---- Records to use
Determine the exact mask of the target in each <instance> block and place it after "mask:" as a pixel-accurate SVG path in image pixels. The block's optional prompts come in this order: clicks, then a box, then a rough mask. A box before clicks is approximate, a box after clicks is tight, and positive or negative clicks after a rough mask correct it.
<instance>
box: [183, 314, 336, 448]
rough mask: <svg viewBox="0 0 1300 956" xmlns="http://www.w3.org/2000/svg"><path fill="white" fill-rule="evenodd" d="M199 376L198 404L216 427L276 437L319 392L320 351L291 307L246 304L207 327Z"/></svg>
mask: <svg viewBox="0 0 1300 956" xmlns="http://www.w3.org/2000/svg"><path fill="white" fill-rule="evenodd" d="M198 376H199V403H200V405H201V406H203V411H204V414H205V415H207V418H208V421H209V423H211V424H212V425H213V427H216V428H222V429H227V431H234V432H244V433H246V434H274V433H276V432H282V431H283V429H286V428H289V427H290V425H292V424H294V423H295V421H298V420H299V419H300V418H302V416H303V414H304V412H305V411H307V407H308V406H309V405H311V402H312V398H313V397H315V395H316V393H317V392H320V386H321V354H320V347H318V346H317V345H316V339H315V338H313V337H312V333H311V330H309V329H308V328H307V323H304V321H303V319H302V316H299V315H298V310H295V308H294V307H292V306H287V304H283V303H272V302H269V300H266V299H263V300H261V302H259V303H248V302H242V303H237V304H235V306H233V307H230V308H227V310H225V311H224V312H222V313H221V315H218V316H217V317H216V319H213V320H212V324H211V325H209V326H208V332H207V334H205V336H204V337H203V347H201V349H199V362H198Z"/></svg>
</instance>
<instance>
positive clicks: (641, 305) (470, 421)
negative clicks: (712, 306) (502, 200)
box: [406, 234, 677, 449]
--------
**About this exercise**. Rewrite every one of the rows above as a numbered list, one line per item, and drop any blank lines.

**Task response**.
1. Determine the exact mask of the target in each <instance> block and place it after "mask:" as a pixel-accurate SVG path in image pixels. The block's optional prompts come in this order: clicks, then a box, then a rough mask. A box before clicks is approximate, a box after clicks is tight, and positive or negative clicks after a rough mask correct it.
2. <instance>
3. box: [183, 314, 336, 448]
4. rough mask: <svg viewBox="0 0 1300 956" xmlns="http://www.w3.org/2000/svg"><path fill="white" fill-rule="evenodd" d="M199 376L198 404L216 427L276 437L319 392L320 351L291 307L246 304L207 327Z"/></svg>
5. mask: <svg viewBox="0 0 1300 956" xmlns="http://www.w3.org/2000/svg"><path fill="white" fill-rule="evenodd" d="M198 376H199V403H200V405H201V406H203V411H204V414H205V415H207V418H208V421H209V423H211V424H212V425H213V427H216V428H222V429H227V431H234V432H244V433H246V434H274V433H276V432H282V431H283V429H286V428H289V427H290V425H292V424H294V423H295V421H298V420H299V419H300V418H302V416H303V414H304V412H305V411H307V407H308V406H309V405H311V402H312V398H313V397H315V395H316V393H317V392H320V386H321V354H320V347H318V346H317V345H316V339H315V338H313V337H312V333H311V330H309V329H308V328H307V323H304V321H303V319H302V316H299V315H298V310H295V308H294V307H292V306H287V304H283V303H272V302H269V300H266V299H263V300H261V302H259V303H248V302H242V303H237V304H235V306H233V307H230V308H227V310H225V311H224V312H222V313H221V315H218V316H217V317H216V319H213V320H212V324H211V325H209V326H208V332H207V334H205V336H204V337H203V347H201V349H199V362H198Z"/></svg>
6. </instance>
7. <instance>
8. positive clicks: (641, 305) (470, 421)
9. negative clicks: (712, 306) (502, 200)
10. box: [406, 234, 677, 449]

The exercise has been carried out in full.